## Data to use
◇ ◇ ◇
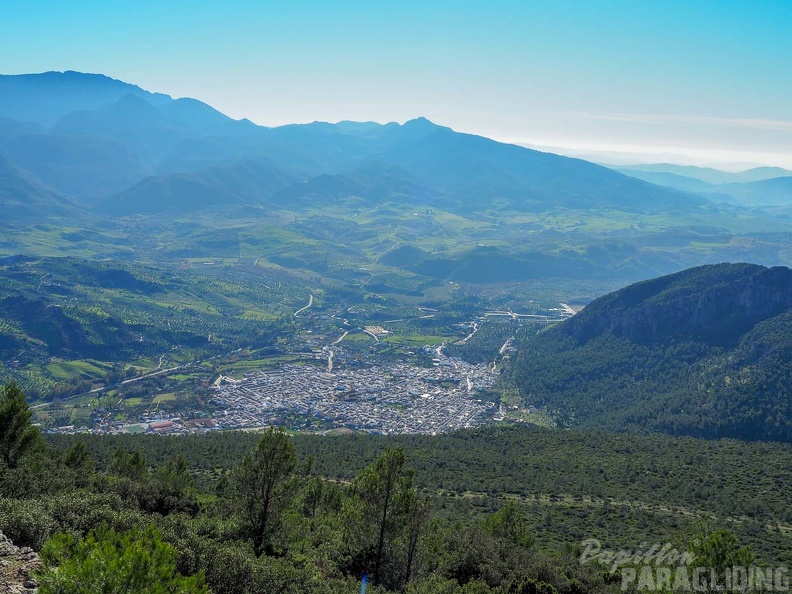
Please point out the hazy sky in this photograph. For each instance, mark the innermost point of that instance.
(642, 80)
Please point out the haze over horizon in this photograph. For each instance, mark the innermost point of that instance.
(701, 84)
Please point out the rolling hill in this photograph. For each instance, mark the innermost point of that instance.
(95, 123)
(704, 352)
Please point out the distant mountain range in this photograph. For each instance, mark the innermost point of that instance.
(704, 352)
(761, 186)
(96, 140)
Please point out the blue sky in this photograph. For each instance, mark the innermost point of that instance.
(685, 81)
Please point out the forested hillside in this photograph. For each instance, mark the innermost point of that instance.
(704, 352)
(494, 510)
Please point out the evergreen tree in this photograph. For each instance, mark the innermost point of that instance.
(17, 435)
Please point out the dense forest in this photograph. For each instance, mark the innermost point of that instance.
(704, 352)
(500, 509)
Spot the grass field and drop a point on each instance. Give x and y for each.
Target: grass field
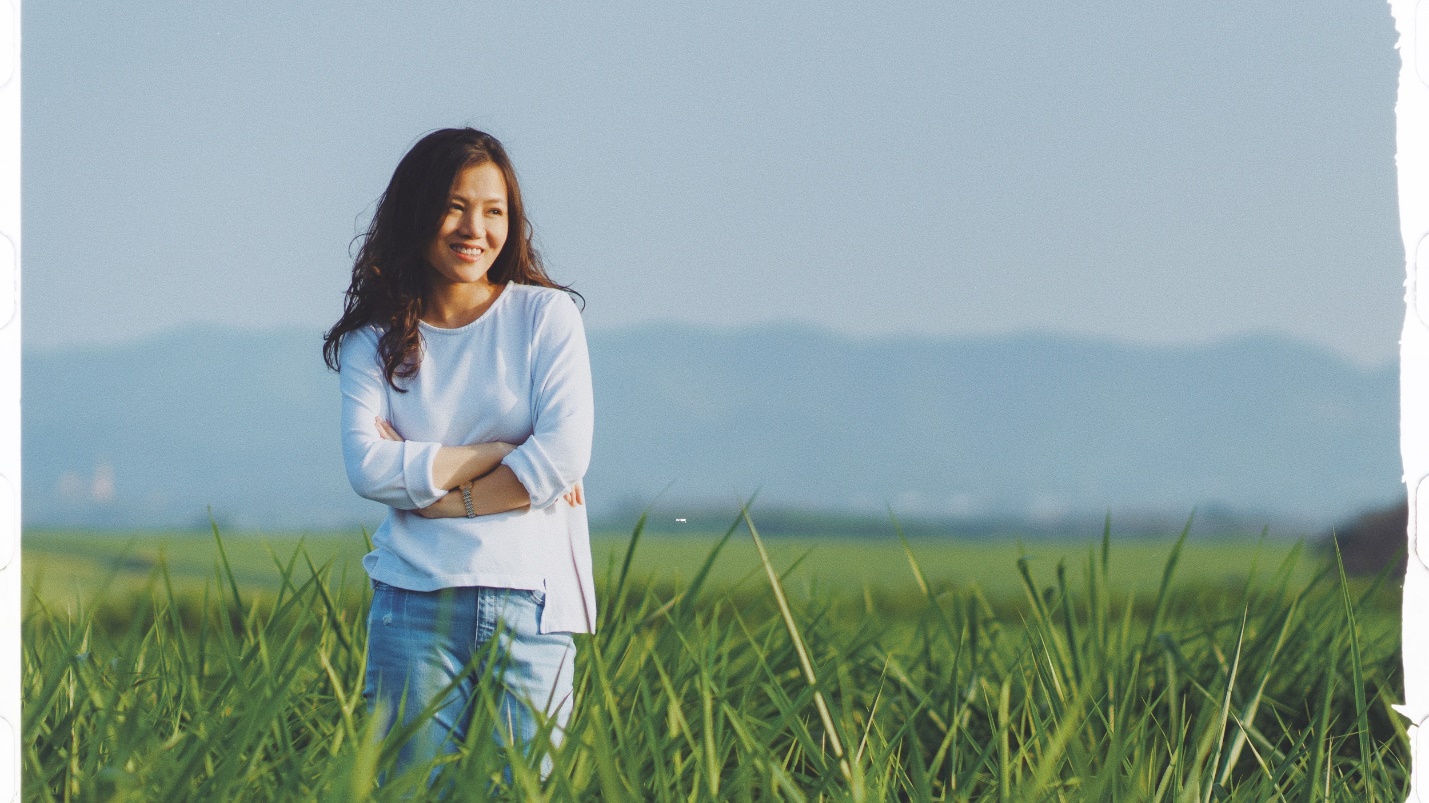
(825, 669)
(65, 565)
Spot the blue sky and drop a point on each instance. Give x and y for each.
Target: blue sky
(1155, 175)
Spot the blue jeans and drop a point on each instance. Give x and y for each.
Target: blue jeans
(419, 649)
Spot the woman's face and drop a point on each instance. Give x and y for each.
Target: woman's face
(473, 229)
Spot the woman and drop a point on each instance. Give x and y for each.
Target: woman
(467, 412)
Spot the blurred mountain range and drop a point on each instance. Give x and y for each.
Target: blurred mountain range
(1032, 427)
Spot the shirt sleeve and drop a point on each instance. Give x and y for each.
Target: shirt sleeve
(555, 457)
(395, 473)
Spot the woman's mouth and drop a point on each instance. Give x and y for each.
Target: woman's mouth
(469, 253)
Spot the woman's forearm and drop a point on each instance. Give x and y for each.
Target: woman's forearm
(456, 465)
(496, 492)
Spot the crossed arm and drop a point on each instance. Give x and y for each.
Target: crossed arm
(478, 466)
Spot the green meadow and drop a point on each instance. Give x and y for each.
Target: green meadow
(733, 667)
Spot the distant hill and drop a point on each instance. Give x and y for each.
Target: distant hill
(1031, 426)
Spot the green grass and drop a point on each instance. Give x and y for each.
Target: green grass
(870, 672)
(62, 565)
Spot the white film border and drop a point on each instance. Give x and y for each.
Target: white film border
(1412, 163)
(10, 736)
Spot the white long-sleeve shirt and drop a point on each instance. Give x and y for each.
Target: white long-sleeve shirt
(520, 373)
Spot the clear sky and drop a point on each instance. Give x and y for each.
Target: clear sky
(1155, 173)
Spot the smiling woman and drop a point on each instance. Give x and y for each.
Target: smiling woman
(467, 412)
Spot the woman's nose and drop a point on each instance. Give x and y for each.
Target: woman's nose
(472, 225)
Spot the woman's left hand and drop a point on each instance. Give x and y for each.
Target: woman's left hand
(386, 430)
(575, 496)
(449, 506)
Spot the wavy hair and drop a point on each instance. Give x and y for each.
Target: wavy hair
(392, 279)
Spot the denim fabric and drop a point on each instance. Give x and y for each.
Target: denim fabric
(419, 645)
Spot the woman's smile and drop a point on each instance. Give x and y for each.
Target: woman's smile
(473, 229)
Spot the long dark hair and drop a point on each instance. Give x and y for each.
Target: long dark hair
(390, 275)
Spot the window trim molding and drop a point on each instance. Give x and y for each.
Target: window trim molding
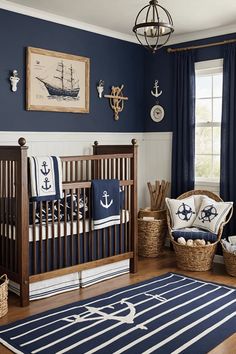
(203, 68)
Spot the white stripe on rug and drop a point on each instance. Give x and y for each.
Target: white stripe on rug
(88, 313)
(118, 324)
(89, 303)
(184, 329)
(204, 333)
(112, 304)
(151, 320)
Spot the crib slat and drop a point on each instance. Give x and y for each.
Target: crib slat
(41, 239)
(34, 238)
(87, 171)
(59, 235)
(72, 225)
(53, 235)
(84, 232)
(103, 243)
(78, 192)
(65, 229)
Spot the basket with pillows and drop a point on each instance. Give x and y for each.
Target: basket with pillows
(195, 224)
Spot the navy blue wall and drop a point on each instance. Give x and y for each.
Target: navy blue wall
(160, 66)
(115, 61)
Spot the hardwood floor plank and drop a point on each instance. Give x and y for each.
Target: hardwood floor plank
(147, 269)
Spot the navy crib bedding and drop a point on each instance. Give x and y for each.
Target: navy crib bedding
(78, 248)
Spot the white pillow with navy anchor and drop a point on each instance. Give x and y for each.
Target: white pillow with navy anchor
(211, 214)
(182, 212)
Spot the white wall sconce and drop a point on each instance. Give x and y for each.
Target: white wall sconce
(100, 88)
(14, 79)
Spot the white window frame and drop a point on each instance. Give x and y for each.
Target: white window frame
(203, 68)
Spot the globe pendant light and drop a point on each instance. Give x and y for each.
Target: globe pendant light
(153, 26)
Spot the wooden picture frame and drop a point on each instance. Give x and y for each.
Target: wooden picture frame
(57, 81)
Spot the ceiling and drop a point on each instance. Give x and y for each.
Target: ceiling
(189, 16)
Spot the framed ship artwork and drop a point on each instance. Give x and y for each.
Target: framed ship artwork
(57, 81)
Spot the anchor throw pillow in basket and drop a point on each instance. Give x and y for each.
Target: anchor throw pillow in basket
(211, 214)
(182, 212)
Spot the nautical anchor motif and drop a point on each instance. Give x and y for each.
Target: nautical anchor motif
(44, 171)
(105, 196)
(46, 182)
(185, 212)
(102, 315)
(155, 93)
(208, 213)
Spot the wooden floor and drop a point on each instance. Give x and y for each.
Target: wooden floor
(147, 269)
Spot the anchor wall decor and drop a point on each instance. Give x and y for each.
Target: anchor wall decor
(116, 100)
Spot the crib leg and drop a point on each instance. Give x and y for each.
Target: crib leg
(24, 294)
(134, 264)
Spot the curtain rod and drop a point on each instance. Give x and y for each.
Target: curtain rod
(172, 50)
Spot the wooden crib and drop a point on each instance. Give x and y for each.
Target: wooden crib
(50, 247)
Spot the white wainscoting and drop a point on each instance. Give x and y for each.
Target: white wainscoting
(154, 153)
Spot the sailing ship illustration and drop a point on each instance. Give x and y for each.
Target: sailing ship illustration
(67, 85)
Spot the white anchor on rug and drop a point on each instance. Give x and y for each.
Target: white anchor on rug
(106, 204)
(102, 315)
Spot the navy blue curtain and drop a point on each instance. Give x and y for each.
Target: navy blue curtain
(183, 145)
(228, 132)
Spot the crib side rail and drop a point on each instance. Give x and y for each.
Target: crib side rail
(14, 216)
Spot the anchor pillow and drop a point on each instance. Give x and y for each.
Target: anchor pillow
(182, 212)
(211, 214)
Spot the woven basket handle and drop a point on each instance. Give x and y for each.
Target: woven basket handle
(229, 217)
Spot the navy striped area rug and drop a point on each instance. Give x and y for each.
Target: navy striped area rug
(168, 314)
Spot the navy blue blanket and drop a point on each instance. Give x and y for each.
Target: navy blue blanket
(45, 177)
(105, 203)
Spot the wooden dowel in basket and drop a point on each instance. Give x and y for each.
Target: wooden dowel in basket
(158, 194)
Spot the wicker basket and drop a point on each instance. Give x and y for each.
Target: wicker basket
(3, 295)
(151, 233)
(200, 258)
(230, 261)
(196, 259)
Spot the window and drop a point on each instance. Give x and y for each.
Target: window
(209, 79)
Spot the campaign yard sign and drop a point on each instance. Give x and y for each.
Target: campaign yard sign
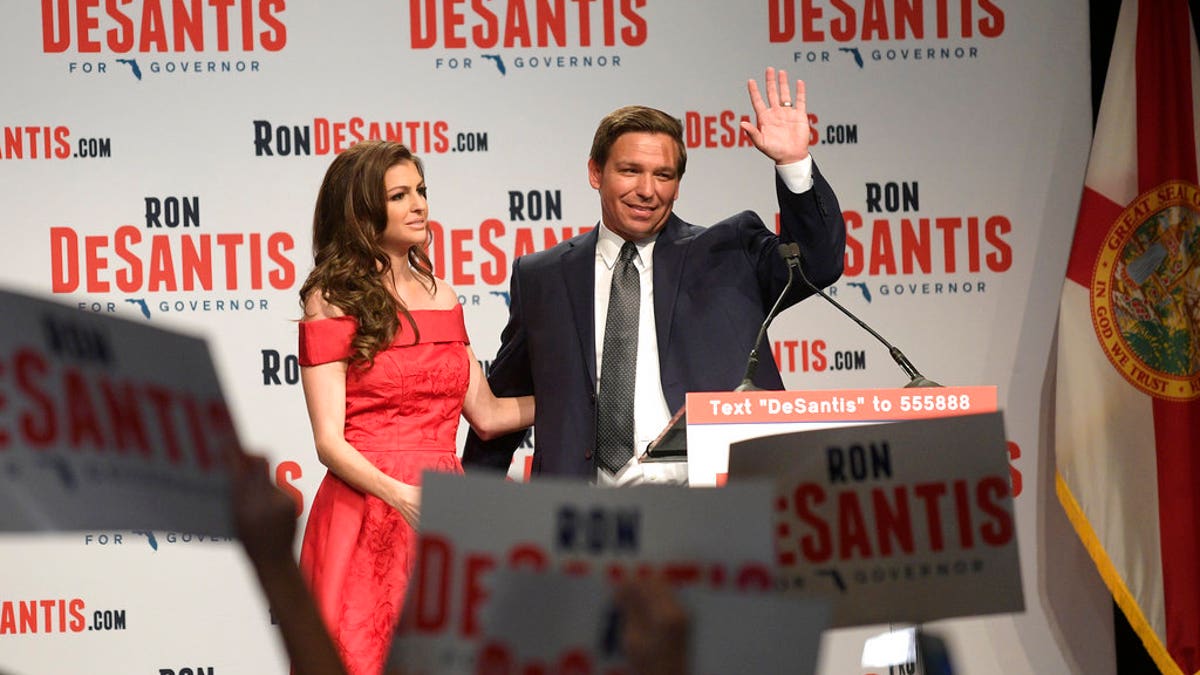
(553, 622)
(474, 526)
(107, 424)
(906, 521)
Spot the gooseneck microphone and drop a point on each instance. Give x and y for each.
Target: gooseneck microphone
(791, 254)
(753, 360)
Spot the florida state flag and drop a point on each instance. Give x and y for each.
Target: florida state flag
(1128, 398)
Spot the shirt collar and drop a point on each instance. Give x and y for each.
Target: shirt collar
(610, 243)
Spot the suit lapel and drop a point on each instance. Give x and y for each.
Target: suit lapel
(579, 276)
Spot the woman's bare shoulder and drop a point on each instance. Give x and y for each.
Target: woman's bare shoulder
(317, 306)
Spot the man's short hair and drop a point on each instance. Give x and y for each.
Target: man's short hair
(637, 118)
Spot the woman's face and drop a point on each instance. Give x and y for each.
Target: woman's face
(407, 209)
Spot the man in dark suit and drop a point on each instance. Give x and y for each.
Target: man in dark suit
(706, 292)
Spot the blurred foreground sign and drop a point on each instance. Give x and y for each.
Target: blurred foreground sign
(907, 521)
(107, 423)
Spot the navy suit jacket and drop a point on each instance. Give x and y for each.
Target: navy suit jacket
◇ ◇ ◇
## The request
Reproduce the lines of the material verbatim, from the line containing "Spot the woman and" through the line containing "(1032, 427)", both included.

## Output below
Spot the woman and drop a point on each instance. Give x and y for each.
Target: woman
(467, 412)
Spot the blurred mountain range and drop a point on each instance. Give x and y for each.
Target: blurred mountain range
(1032, 427)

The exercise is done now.